** Exercise instructions **
**a)** In the article on the Venezuela sanctions, who warned that there would not be another summit without Cuba?
**b)** Reproduce the passage of the article on the Venezuela sanctions starting at "Obama Could Face" and ending at "embargo on Cuba.".

Obama Could Face Disastrous Summit Due to Venezuela Sanctions

A woman holds a picture of late Venezuelan president Hugo Chavez and a Cuban flag as she takes part in a march before the opening of the Peoples Summit to be held in parallel with the VII Americas Summit, in Panama City on April 9, 2015. (Photo: AFP/Johan Ordonez)

The last Summit of the Americas, in Cartagena, Colombia in 2012, was a disaster for President Obama. There were scandals involving Secret Service agents and sex workers, an increasing rebellion from the South against the failed U.S. "War on Drugs," and — most of all — unanimous opposition to the U.S. embargo on Cuba.

The most decisive evidence that this was not just the usual suspects stirring up trouble was the warning from President Manuel Santos of Colombia — one of Washington's few "friendlies" in the region — that there would not be another summit without Cuba.

So President Obama offered up a surprise Christmas present to his Southern neighbors last year: After more than a half-century of aggression against Cuba, he would finally begin to normalize relations. Welcome to the 21st century, finally! Although Republican neocons would inevitably delay the process in Congress, the White House publicly expressed hope that there would at least be embassies open in the two countries before the summit on April 10.

But the Lord giveth, and the Lord taketh away. On March 9, the White House declared a "national emergency" due to the "extraordinary threat to the national security" posed by Venezuela. The Obama administration tried to dismiss the language as a mere formality, but the world knows that such threatening language and accompanying sanctions can be quite hazardous to the designated country's health — in the past they have sometimes even been followed by military action.

Most ominously in the present, at a U.S. Senate hearing on March 17, the State Department's Alex Lee declared that the current sanctions were just the "first salvo" against Venezuela. Of course, the world outside of Washington knows that the sanctions have nothing to do with any alleged human rights violations in Venezuela. From 2000 to 2010, the Colombian military assassinated more than 5,700 innocent civilians; the U.S. government continued to provide literally billions of dollars of military and police aid. In Honduras, the Obama administration took numerous steps to help ensure that the 2009 military coup against the democratically elected government of Mel Zelaya would succeed. And in Mexico, 43 students were disappeared six months ago with the complicity of local authorities and police, and possibly federal police and government as well. But the U.S. government does not appear to be concerned, and will not even consider reducing its military aid to Mexico.

** Source material **

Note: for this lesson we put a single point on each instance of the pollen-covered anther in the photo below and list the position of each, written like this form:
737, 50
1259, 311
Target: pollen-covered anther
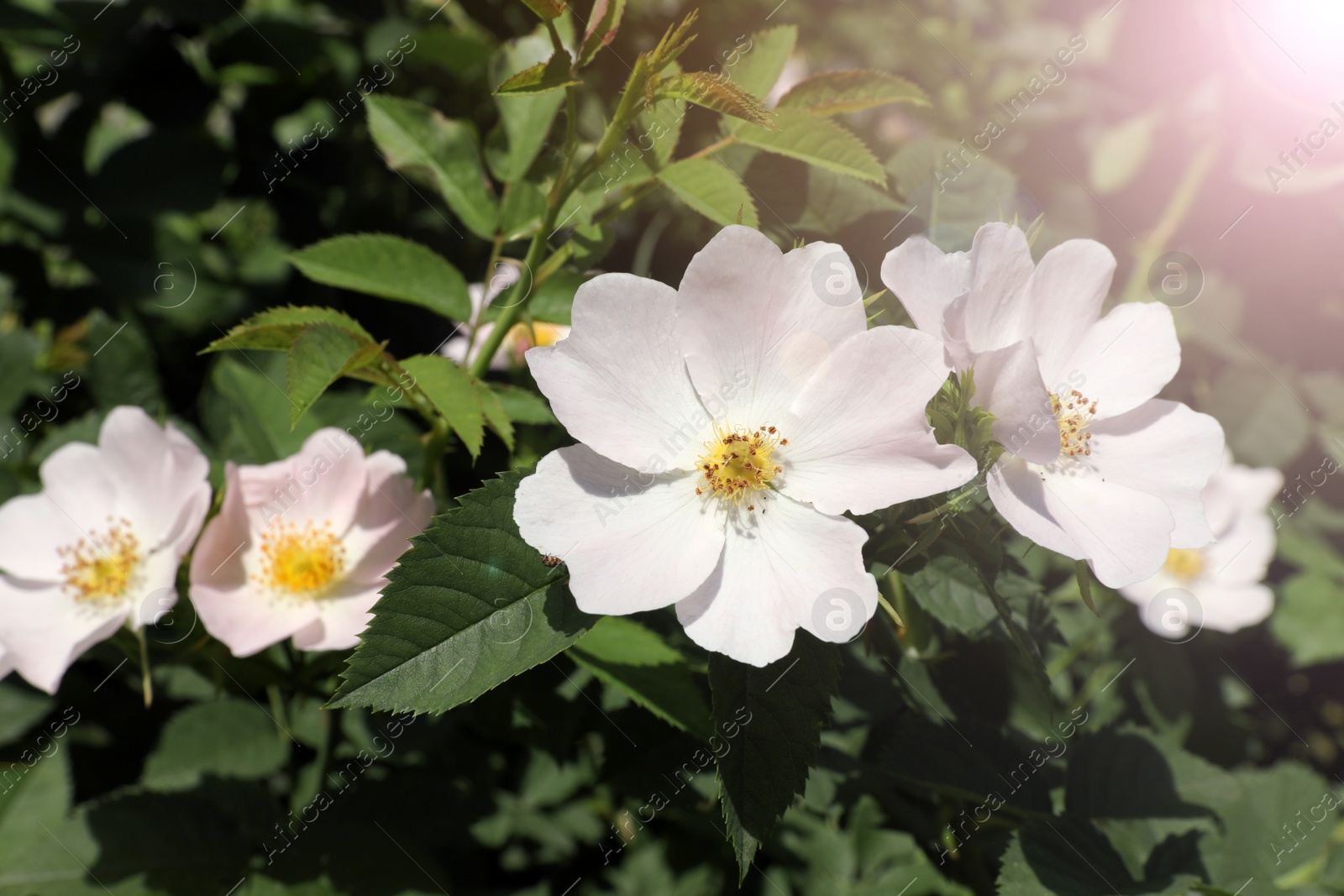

** In response **
**a)** President Manuel Santos of Colombia

**b)**
Obama Could Face Disastrous Summit Due to Venezuela Sanctions

A woman holds a picture of late Venezuelan president Hugo Chavez and a Cuban flag as she takes part in a march before the opening of the Peoples Summit to be held in parallel with the VII Americas Summit, in Panama City on April 9, 2015. (Photo: AFP/Johan Ordonez)

The last Summit of the Americas, in Cartagena, Colombia in 2012, was a disaster for President Obama. There were scandals involving Secret Service agents and sex workers, an increasing rebellion from the South against the failed U.S. "War on Drugs," and — most of all — unanimous opposition to the U.S. embargo on Cuba.